§ Tasks and exercises
A. In the forum thread about who will win at Paris, where does storyteller_usa say Justin Bethel made his first Pro Shootdown?
B. Reproduce the forum thread from "## Bowtech11 (Mar" up to and including "(Aug 17, 2010)".
C. Pick up the forum thread about who will win at Paris after its last post and write what comes next.

### Text

MacCarthy or Gillingham


----------



## JimmyP (Feb 11, 2006)

when has either of them one lately levi or jeff butt i am pulling for darrin


----------



## Alpha Burnt (Sep 12, 2005)

Levi or Jeremy are my picks.


----------



## 3dshooter25 (Nov 17, 2008)

I'll go with Darrin Christenberry, Levi, and Dan McCarthy in the top 3. Justin Bethel has always done well in Paris though and its very close to his hometown so I wouldn't be surprised to see him win this. I can't wait to get down there. The people of Paris have always taken care of the shooters. Hopefully everyone has a safe trip down there. Good luck everyone!


----------



## storyteller_usa (Mar 22, 2003)

Sorry guys but I have to with my best freind,coach and Rookie to Open Pro.
Justin Bethel
He got his feet wet in West Monroe making his first Pro Shootdown.. Levi has always done good here at Paris but this is Justins home Turf..


----------



## elitegirl500 (Jul 22, 2009)

Im putting my money on Darrin in paris baby. McCrunchinberry!!!


----------



## Bowtech11 (Mar 21, 2006)

Well I am hoping to see Jeff do it once again this year. Darrin is defiantly due


----------



## 1monstertriumph (Aug 17, 2010)

Shooting with Danny evans a week ago it's gonna seem impossible to beat him. He's got it going right now and due for it. Also gotta watch for Kevin Koch to make sone noise!


----------



## Babyk (Jul 5, 2011)

1monstertriumph said:


> Shooting with Danny evans a week ago it's gonna seem impossible to beat him. He's got it going right now and due for it. Also gotta watch for Kevin Koch to make sone noise!

######
### Recorded information

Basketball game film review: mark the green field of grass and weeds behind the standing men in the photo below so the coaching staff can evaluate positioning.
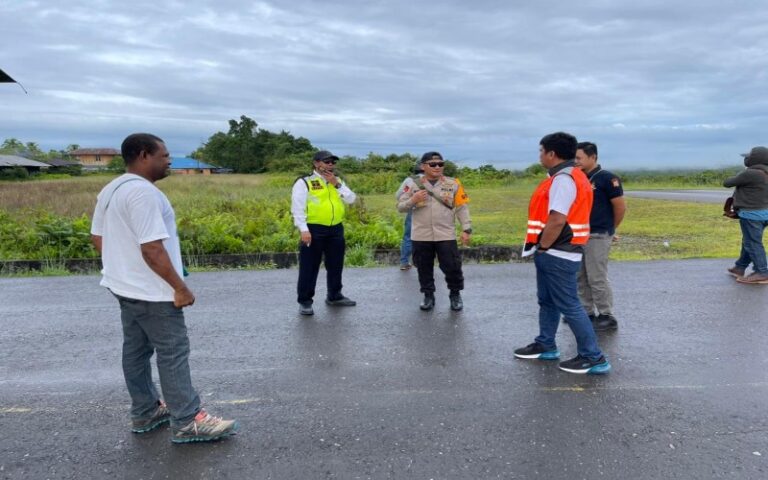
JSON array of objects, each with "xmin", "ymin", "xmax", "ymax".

######

§ Answers provided
A. West Monroe

B.
## Bowtech11 (Mar 21, 2006)

Well I am hoping to see Jeff do it once again this year. Darrin is defiantly due


----------



## 1monstertriumph (Aug 17, 2010)

C.
did you know that I am shooting the PRO class in Paris????







Opps I ment the PRO/Am on Thursday they are hosting :wink:

dont have enought arrows right now to shoot the Pro Class with my current shooting situiation!!


----------



## JimmyP (Feb 11, 2006)

levi will welcome the money and you should have fun.


----------



## BowMadinTN (Jan 2, 2010)

asa3dpro said:


> I guess you boys are forgetting my man Jamie Jameson who did straight up slam the door on Levi at the Classic. I believe he is retiring the Alpha Elite for the Vantage Elite so you guys better get those stars out of your eyes and not count him out. But, you have to watch the punchers because they will whip your butt in the wind.
> 
> Robert


 I wouldn't say Jamie "Slammed" the door. He snuffed Levi's candle, sure, but it wasn't a landslide my man. I am neither against or a huge fanboy for Levi, i'm just saying no one has just absolutely shut the man down at a shoot. And yes i do enjoy seeing other people win BESIDES Levi. I was more than happy for Jamie to win the Classic but to say he "straight up slammed the door on Levi" is a bit of an overstatement. Don't you think?


----------



## BowMadinTN (Jan 2, 2010)

Would like to see Hopkins do it! He wore it out in Gainesville!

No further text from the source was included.